Artificial intelligence is moving beyond theoretical applications and into the core of scientific experimentation. A recent collaboration between OpenAI and Ginkgo Bioworks shows how AI-driven design, combined with robotic automation, can drastically speed up biological research, specifically in the field of protein production. The project, which began last summer, focused on optimizing cell-free protein synthesis (CFPS) – a method for creating proteins without the need for living cells. This approach bypasses traditional biomanufacturing’s lengthy processes of genetic modification and cell growth, offering a faster route to producing medicines, agricultural products, and more.
The Challenge: Biology’s Complexity
Unlike fields like math or computer science where success is easily measured, biology presents “hard-hard problems.” Designing effective experiments requires not just generating solutions, but also verifying them—a task where clear benchmarks are scarce. To tackle this, the team used superfolder green fluorescent protein (sfGFP) as a test case. sfGFP provides an unambiguous signal: it glows green when successful, allowing for rapid assessment.
AI Design, Robotic Execution
OpenAI’s GPT-5 generated experimental designs, while Ginkgo Bioworks deployed its automated lab systems—described by CEO Jason Kelly as the “Waymo” of biology. These robotic labs execute experiments autonomously, requiring minimal human intervention. The process was iterative: GPT-5 analyzed incoming data and proposed new experiments within an hour per cycle, far faster than human researchers could manage. In just two months, the system completed over 36,000 unique tests.
Results: Cost Reduction and Commercialization
The AI-driven system cut the cost of producing sfGFP by approximately 40% compared to previous benchmarks set by Stanford University’s Michael Jewett lab. This improvement is “a pretty big deal,” Jewett acknowledges, highlighting the potential for faster drug development and therapeutic delivery. The optimized reaction composition is now commercially available.

* * *

Answer these questions using the article on AI-driven protein production:
(a) Which protein did the team use as a test case?
(b) How many unique tests did the system complete in two months?
(c) By roughly what percentage did the system cut the cost of producing that protein?

* * *

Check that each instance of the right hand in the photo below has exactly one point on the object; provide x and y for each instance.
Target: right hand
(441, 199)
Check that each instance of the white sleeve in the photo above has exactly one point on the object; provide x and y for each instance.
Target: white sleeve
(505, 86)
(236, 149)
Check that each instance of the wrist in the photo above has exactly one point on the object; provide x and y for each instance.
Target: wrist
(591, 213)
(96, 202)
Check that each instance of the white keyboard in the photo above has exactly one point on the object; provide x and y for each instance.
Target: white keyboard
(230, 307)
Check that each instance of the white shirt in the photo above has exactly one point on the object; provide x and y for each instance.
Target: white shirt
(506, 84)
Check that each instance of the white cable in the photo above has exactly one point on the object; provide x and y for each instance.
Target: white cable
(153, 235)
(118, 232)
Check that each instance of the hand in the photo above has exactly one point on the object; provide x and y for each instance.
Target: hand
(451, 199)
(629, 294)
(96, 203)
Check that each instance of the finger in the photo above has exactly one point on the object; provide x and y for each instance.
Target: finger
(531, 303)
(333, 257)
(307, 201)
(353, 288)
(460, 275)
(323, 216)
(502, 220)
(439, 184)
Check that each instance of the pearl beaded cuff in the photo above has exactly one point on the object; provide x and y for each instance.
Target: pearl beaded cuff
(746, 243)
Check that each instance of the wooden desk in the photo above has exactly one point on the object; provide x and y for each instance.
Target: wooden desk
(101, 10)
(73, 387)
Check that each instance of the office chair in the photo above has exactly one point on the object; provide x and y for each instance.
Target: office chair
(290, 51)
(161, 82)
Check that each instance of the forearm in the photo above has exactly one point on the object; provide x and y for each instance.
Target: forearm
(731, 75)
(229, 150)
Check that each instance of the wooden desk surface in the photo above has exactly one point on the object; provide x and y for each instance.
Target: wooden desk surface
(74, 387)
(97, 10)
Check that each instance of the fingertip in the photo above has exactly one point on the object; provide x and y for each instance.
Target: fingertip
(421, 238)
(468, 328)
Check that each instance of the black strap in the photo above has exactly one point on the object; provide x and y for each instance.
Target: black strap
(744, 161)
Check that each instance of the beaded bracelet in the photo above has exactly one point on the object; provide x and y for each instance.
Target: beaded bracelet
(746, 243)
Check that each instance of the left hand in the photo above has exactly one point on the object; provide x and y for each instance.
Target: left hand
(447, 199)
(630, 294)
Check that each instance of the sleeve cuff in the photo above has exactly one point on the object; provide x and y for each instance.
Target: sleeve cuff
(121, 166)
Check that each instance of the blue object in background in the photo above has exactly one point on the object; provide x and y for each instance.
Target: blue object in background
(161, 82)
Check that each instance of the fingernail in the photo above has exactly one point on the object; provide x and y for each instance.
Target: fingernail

* * *

_Result:_
(a) Superfolder green fluorescent protein (sfGFP)
(b) Over 36,000
(c) Approximately 40%